**THE TASK**.
The lines to extract begin at the line that contains "Category: bare dirt patch" and run through the last line of the listing; reproduce them exactly, minus any pictures.
───── DATA FOR THIS EXERCISE
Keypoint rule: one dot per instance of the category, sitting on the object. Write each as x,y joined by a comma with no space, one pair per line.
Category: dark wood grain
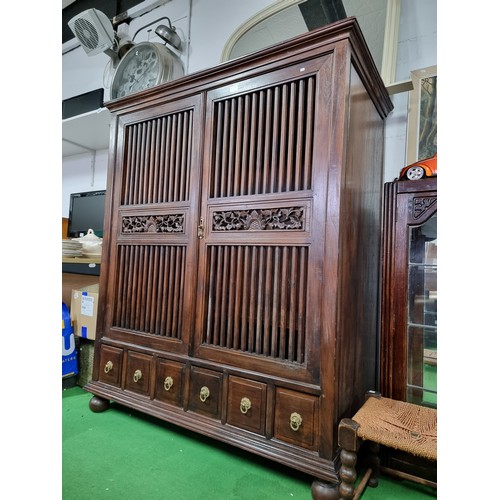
243,247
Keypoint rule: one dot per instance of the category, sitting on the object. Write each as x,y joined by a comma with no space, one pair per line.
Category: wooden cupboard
240,267
409,299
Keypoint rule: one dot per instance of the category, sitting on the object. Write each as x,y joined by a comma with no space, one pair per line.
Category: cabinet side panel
359,255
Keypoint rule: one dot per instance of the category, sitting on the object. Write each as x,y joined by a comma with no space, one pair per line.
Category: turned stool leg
347,474
373,462
349,444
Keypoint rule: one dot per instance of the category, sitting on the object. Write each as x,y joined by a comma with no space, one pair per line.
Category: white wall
417,49
79,175
204,27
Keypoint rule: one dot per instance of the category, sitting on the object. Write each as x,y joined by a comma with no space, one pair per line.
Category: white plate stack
72,248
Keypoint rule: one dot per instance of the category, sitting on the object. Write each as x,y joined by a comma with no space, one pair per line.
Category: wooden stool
382,421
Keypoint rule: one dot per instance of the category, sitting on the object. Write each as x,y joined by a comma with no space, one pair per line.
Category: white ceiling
91,131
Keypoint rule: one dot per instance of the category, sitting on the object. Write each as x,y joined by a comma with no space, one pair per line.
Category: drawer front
247,404
296,418
110,365
138,373
205,392
169,382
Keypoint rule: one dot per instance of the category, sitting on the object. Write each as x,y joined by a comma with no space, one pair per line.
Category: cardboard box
83,309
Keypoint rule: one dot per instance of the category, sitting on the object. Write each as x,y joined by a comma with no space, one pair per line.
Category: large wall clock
145,65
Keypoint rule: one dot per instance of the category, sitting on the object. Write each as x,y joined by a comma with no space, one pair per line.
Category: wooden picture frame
422,115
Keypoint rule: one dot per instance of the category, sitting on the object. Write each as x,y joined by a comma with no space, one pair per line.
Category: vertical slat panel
276,305
171,161
137,165
231,148
309,133
225,149
257,300
215,295
211,298
258,152
290,164
238,146
231,265
178,158
253,152
166,167
260,301
285,311
246,118
217,149
155,151
282,140
184,156
238,297
245,299
268,305
302,305
299,142
146,169
293,304
129,174
268,143
276,127
253,299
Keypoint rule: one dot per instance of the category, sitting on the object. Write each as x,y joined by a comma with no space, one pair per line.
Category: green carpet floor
125,455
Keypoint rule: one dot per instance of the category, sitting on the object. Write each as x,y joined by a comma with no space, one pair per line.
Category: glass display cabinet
409,299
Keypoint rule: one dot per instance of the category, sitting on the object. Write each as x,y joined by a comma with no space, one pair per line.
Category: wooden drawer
247,404
205,392
169,382
296,418
138,373
110,365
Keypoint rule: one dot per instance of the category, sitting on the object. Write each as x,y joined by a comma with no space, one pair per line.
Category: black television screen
86,211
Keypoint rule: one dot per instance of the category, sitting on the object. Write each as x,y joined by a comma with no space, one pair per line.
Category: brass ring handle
245,405
168,383
295,421
204,393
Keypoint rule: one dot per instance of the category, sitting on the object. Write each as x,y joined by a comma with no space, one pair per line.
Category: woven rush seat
399,425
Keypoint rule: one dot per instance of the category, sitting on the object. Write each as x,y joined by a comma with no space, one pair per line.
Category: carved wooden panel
157,159
263,140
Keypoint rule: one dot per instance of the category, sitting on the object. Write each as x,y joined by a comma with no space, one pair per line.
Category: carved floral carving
259,219
171,223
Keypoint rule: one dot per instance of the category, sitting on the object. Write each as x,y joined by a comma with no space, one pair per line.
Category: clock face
142,67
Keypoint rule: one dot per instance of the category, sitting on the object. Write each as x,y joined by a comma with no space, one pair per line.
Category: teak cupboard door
263,186
153,247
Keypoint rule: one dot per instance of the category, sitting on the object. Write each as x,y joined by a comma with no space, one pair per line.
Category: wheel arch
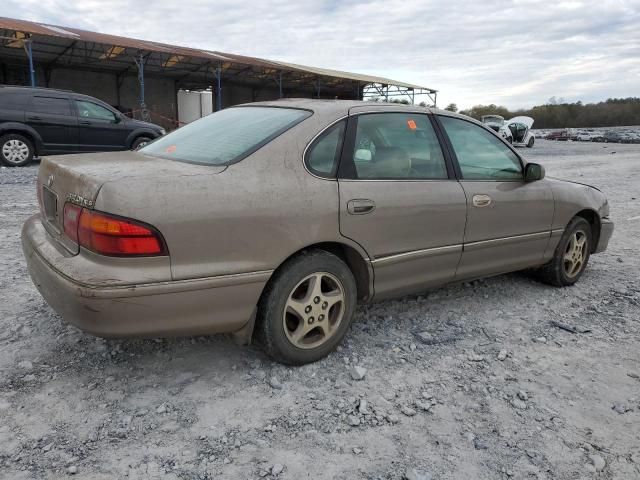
25,131
593,218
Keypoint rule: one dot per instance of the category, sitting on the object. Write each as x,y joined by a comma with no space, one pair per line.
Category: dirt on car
500,378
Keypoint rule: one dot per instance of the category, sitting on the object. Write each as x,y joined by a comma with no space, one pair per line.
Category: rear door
100,128
400,201
51,116
508,219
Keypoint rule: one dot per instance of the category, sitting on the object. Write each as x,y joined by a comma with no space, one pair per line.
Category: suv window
12,100
94,111
480,154
397,146
322,156
51,105
226,136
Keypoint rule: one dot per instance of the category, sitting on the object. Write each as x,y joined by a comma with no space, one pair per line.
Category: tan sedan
273,220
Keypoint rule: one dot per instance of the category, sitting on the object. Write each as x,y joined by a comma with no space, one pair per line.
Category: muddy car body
332,203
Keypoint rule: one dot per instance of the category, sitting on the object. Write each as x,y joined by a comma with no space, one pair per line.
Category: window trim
454,157
347,169
31,104
321,134
252,150
77,110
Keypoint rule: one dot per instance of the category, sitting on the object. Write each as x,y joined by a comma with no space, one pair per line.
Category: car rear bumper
606,230
186,307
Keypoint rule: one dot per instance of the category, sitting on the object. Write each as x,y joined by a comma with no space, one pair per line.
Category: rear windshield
226,136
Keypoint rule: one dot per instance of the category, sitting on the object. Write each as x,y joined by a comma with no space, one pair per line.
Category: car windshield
225,137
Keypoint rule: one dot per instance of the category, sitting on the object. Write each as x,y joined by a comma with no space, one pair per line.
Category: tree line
558,114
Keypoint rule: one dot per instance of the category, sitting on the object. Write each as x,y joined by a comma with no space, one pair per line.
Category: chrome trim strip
513,239
414,254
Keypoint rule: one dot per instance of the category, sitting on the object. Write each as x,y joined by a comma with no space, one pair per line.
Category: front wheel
571,255
307,308
15,150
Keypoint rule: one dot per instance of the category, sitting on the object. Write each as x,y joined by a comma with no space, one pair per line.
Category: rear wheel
15,150
571,255
307,308
140,142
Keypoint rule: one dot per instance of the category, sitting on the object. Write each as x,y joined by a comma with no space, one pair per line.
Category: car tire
140,142
15,150
571,255
307,307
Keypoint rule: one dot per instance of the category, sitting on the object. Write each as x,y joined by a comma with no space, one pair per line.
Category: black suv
43,121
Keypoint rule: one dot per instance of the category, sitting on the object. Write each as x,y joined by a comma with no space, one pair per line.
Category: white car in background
516,131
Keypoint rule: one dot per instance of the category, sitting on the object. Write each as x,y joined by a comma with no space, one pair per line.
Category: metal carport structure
33,53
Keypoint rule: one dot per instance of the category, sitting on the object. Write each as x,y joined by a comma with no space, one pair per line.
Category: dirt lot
495,392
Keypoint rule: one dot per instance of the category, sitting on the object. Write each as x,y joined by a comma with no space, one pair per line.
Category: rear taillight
110,235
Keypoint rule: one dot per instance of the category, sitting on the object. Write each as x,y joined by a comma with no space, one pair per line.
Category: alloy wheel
15,151
575,254
314,310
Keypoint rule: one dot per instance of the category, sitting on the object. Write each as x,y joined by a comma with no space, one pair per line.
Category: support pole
32,73
143,106
218,88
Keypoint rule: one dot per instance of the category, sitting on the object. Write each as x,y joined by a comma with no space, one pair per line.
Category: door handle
481,200
360,206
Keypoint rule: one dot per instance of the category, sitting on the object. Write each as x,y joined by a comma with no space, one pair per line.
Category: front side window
94,111
322,156
50,105
397,146
226,136
480,154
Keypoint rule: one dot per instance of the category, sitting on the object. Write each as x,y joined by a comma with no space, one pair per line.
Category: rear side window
480,154
94,111
226,136
322,156
51,105
12,101
397,146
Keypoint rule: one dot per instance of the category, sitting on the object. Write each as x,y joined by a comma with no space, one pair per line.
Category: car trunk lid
78,178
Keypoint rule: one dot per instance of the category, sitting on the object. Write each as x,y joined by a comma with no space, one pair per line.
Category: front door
508,219
100,129
400,202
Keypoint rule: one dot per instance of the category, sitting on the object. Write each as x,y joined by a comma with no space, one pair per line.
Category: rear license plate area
50,204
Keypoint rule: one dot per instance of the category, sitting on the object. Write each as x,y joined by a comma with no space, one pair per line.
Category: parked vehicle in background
612,136
279,217
561,135
583,136
43,121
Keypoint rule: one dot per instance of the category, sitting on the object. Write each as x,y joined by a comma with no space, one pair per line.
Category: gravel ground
467,381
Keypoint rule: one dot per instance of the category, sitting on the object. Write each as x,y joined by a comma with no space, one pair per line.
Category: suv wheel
571,256
15,150
140,142
307,308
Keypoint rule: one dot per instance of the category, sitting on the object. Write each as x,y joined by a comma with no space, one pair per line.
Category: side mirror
533,172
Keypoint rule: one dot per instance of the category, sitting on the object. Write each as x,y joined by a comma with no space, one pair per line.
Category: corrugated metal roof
76,34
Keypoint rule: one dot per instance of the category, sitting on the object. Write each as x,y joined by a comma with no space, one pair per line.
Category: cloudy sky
515,53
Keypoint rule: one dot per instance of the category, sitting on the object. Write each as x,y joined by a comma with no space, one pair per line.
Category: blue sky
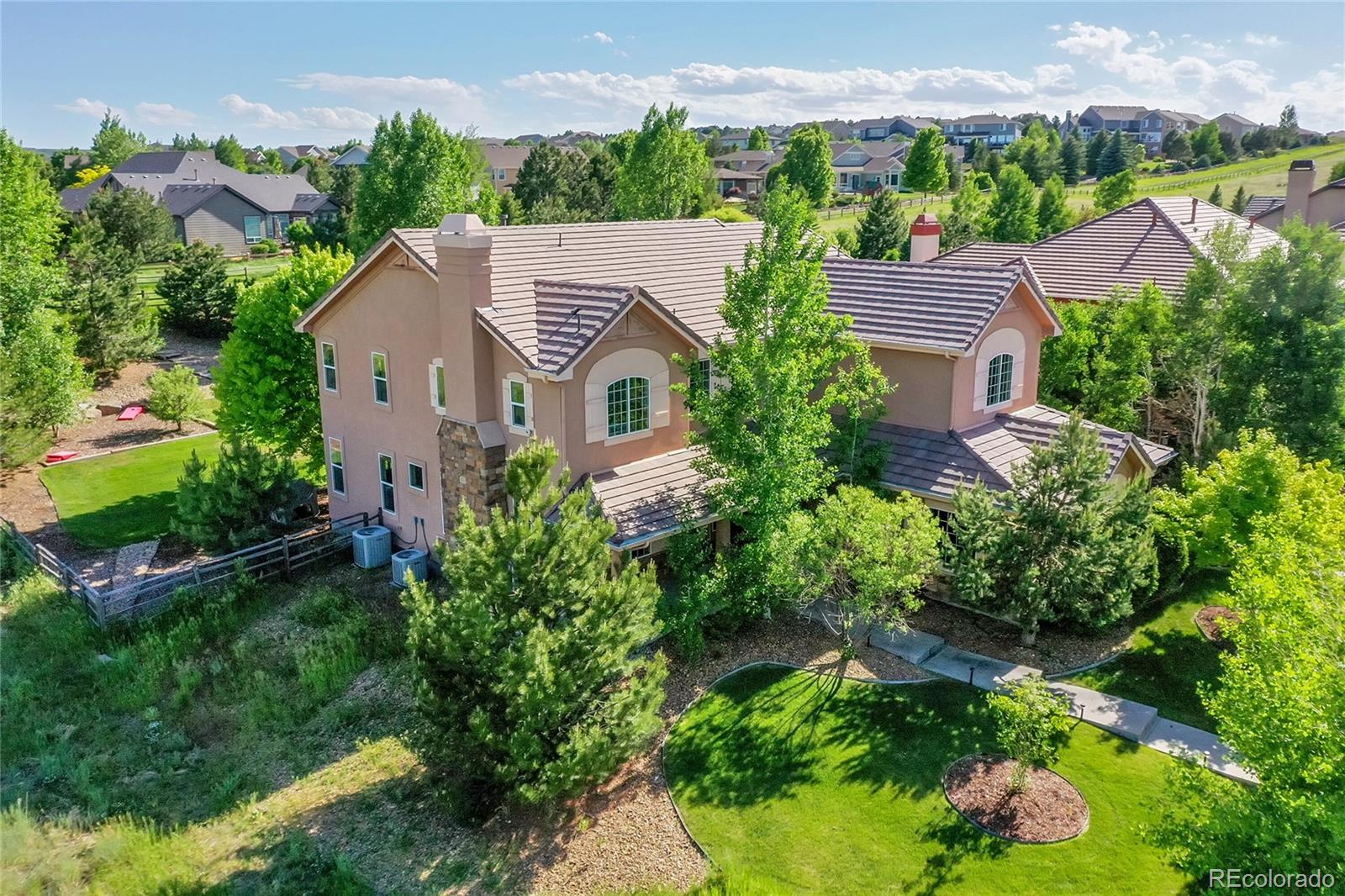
282,73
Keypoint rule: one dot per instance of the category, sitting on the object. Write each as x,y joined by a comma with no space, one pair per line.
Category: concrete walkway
1122,717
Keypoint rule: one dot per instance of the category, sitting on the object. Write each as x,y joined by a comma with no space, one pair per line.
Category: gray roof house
208,201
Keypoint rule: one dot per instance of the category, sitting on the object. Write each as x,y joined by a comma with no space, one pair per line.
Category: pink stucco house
446,349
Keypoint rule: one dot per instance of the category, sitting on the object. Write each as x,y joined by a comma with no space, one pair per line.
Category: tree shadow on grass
752,739
958,841
905,736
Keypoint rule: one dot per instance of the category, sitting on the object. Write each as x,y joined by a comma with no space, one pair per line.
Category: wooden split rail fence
147,596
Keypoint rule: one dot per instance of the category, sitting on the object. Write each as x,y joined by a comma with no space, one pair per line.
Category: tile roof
647,498
939,307
1150,240
678,264
934,463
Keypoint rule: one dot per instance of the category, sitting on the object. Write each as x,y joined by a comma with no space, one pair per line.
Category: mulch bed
1214,623
1049,810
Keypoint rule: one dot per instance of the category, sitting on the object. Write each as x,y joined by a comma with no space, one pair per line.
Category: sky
286,73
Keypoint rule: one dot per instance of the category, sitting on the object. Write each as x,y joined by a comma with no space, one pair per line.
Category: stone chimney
1301,175
925,237
463,261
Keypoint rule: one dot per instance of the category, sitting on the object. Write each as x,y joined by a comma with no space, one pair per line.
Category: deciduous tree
1060,544
266,381
528,672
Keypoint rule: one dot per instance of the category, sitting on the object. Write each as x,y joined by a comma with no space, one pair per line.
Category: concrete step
978,670
1123,717
1179,741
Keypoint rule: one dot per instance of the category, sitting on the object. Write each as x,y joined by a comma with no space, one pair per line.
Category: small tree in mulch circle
1031,725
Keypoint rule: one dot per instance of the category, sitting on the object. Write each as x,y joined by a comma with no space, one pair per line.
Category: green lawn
1168,660
124,497
820,784
245,272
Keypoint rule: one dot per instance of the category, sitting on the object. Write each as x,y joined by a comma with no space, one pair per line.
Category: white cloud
163,113
92,108
1263,40
340,119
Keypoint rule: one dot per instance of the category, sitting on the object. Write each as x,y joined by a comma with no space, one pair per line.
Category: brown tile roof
647,498
920,304
934,463
678,264
1150,240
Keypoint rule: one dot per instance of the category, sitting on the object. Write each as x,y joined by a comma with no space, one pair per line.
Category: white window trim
392,472
412,461
387,378
322,361
509,403
333,466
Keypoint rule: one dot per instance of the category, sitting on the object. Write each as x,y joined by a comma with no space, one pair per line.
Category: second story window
1000,380
380,367
627,407
329,366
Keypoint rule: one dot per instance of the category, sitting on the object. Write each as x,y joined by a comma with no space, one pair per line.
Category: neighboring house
447,349
994,131
356,155
1325,205
210,201
1235,124
1095,119
1147,241
289,155
743,172
868,167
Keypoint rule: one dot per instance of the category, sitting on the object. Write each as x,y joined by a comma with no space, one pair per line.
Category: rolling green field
1266,177
245,272
124,497
820,784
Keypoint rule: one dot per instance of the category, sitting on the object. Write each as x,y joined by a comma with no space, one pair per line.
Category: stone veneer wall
468,470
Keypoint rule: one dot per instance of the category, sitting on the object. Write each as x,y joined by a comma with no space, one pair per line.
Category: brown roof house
1152,240
446,349
1325,205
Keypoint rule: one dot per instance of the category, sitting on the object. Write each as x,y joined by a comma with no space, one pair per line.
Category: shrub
230,505
1031,724
175,394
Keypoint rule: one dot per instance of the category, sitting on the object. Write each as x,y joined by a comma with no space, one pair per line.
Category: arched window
627,405
1000,380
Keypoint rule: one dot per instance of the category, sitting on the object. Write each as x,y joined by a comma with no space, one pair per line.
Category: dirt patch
625,833
1058,650
1215,622
1049,810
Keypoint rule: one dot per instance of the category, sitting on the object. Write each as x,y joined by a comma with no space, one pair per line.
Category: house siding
219,221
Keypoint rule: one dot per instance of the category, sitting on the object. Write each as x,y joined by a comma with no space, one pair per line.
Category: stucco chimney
1301,175
925,237
463,262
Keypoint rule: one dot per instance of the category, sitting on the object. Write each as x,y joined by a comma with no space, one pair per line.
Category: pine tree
1062,544
926,163
1073,161
883,229
528,676
198,295
1013,210
112,323
1053,213
1116,158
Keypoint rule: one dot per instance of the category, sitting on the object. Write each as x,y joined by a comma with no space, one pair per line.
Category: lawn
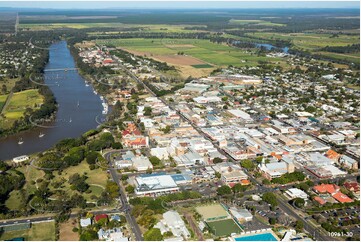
223,227
19,103
2,101
37,232
15,200
203,50
253,22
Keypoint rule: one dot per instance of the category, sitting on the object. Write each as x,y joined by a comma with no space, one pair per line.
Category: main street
310,228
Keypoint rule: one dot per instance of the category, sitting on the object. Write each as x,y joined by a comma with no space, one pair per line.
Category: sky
172,4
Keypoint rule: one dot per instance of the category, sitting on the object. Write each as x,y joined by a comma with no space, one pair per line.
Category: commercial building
154,184
173,222
293,193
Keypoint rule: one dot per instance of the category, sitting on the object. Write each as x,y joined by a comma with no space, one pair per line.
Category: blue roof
153,174
178,177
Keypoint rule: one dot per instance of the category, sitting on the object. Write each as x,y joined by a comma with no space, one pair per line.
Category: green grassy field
212,53
15,200
37,232
313,42
253,22
202,66
147,28
19,102
223,227
2,101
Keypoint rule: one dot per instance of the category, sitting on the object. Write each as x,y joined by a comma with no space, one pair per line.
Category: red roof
342,198
326,188
319,200
352,186
100,216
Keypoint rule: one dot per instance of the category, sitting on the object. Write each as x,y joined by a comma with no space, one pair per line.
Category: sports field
223,227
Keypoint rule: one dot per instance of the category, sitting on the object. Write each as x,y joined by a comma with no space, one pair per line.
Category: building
242,215
348,162
85,222
141,163
276,169
293,193
243,116
353,187
173,222
155,184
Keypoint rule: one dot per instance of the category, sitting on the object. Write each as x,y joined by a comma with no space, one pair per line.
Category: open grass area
19,103
145,27
253,22
37,232
15,200
2,101
223,227
202,51
310,41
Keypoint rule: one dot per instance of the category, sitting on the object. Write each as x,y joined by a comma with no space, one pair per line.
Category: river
79,107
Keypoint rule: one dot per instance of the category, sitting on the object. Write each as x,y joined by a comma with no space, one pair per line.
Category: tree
270,198
299,202
272,221
299,226
217,160
153,235
91,157
248,164
147,111
224,190
155,161
130,189
89,235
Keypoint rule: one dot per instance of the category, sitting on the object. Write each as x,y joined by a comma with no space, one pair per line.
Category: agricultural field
18,104
37,232
117,26
253,22
313,42
197,55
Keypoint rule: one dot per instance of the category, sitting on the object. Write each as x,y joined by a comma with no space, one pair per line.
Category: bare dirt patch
66,231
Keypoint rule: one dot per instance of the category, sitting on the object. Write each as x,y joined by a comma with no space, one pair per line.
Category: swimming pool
257,237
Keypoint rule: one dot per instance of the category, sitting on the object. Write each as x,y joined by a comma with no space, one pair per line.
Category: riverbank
78,107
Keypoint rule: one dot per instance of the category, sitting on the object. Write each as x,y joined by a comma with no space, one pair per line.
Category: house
353,187
173,222
85,222
348,162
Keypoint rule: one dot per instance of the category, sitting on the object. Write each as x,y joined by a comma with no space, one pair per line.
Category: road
126,208
48,218
283,204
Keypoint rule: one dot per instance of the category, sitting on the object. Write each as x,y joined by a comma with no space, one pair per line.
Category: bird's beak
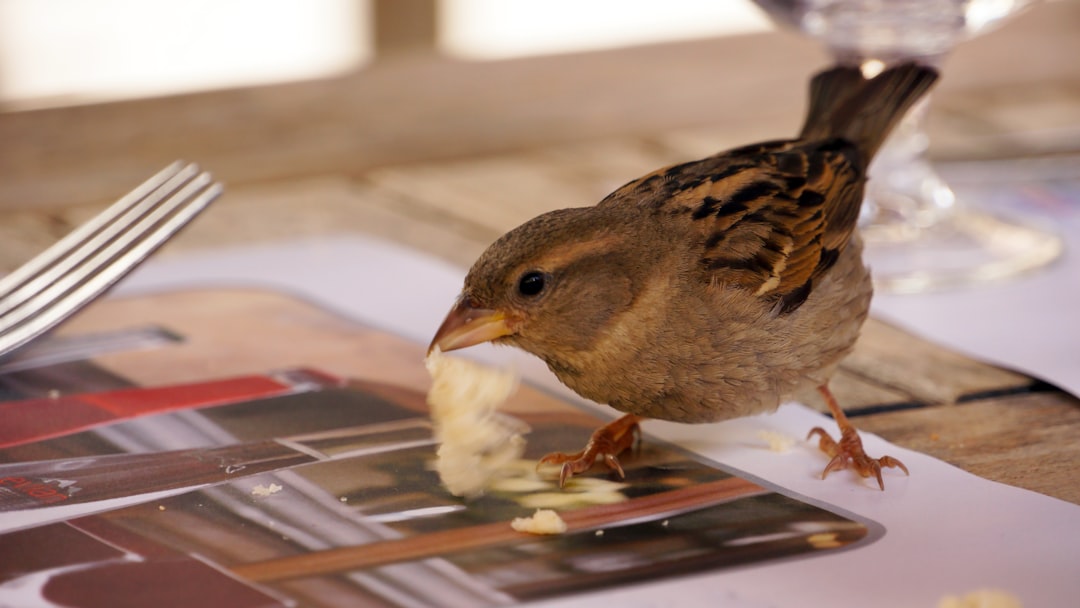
──────────
**RESULT OF THE TASK**.
Category: bare dirt patch
66,231
Keypoint rule: one dot per instance of the category, sitting on the object. Write each as x,y joined by a comma with no space, one pair per line.
Category: swimming pool
257,237
Keypoint rule: one dot per instance of the category, sitting on the object. Write each as x,y joined by a comma with no space, one pair per line.
Category: riverbank
78,107
Keypoint rule: one dot per instance of the category, sitting on the object. Write each as x,y joined by a comma with no space, one pair per line.
Category: house
353,187
173,222
85,222
348,162
Keypoint rule: one dot per instance of the category, sitting on the object. Write each as x,y joined by a comma with no space, one pair per line.
Category: road
126,208
48,218
283,204
Keypoint rule: one dot per instance of the category, sitting on the object. Write each as x,y joined by a comma with no space, one pair per line.
Category: bird's beak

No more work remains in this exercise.